Gather each line of the material below that contains the string "coastline", and reproduce those lines without alteration.

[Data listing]
□ □ □ □ □

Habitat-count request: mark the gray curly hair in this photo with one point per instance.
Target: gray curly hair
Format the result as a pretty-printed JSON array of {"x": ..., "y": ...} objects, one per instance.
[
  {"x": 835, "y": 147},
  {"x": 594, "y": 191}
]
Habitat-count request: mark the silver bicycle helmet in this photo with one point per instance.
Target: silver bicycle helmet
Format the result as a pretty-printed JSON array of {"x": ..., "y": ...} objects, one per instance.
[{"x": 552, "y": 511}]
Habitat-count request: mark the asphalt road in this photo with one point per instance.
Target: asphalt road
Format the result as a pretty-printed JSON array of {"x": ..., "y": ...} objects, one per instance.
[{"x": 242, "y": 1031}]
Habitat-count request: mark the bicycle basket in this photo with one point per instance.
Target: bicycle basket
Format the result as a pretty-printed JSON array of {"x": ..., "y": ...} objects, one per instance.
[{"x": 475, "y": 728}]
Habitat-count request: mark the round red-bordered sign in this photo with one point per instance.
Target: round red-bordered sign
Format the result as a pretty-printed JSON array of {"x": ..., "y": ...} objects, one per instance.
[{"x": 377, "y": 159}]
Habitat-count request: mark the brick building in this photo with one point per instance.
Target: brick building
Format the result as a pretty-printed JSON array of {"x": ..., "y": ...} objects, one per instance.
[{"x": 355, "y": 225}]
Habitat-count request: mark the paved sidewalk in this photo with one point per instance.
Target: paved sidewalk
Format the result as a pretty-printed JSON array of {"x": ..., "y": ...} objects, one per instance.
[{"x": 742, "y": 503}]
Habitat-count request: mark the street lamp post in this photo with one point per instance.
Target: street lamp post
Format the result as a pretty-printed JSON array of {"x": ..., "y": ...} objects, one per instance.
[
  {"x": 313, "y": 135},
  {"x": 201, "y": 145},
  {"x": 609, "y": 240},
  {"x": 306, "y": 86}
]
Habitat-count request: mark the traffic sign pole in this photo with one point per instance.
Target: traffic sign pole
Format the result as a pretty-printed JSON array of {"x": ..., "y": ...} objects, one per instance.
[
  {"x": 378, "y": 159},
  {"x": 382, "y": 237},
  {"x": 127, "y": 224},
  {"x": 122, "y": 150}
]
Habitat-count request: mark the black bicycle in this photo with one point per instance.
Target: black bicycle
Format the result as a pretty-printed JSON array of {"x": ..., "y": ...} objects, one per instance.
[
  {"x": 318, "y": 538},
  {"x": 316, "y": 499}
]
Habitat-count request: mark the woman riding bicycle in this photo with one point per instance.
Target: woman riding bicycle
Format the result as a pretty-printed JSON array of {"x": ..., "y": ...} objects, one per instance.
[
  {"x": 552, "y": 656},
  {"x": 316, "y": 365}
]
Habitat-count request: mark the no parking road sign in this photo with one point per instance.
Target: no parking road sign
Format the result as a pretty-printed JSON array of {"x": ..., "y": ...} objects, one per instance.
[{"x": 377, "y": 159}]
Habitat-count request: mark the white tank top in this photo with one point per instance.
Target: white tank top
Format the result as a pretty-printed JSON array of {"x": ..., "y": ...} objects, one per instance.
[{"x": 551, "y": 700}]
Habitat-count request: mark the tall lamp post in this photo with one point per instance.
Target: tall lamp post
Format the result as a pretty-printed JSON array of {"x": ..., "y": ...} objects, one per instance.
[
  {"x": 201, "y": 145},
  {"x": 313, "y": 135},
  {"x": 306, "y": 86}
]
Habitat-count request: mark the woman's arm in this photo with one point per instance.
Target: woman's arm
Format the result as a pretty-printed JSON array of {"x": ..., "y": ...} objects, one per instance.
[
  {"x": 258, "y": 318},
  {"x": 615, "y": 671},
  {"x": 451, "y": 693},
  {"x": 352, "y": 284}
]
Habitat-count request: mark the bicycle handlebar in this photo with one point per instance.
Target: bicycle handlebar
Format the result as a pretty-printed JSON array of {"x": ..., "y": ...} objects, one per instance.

□ □ □ □ □

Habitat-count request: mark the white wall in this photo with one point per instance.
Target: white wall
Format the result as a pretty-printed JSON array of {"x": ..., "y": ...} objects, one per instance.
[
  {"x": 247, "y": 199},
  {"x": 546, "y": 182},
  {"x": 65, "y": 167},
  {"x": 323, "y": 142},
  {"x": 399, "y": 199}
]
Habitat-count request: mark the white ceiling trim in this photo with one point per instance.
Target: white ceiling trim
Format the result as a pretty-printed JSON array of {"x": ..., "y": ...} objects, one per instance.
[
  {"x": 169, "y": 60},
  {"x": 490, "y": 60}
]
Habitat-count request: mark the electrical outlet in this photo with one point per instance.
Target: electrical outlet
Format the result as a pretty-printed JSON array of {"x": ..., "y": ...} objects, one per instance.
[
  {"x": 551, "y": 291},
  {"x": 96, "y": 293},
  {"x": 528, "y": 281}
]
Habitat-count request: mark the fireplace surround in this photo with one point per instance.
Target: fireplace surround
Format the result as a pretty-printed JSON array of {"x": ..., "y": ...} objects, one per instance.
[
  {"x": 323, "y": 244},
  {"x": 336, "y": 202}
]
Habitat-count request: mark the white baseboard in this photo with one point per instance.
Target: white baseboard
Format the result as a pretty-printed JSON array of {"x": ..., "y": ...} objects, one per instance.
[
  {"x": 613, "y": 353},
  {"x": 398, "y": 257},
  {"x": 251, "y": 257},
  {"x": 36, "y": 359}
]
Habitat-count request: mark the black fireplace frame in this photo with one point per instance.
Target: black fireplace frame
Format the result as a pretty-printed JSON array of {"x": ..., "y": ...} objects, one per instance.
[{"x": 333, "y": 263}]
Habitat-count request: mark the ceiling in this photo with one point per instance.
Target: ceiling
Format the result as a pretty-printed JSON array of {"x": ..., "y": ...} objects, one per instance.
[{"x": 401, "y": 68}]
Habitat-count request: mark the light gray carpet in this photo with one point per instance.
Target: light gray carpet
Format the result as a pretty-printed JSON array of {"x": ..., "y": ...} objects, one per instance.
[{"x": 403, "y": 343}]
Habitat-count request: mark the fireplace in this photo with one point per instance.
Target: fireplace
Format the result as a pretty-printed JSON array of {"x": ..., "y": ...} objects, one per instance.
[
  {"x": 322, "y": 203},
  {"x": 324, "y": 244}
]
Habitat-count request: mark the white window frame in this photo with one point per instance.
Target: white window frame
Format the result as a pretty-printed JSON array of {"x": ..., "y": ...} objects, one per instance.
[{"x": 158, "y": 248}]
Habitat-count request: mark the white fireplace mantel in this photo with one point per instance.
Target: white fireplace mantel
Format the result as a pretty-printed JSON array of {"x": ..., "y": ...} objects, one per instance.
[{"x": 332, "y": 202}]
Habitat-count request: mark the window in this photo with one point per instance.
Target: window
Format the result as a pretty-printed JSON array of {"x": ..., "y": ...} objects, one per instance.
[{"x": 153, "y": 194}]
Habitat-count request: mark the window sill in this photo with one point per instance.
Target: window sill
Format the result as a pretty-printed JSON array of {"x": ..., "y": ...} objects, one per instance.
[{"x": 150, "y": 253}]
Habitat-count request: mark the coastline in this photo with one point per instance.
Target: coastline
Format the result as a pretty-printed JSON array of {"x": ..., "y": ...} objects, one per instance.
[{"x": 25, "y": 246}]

□ □ □ □ □

▸ **Response to this task**:
Habitat-count request: mark the coastline in this photo with one point per instance.
Target: coastline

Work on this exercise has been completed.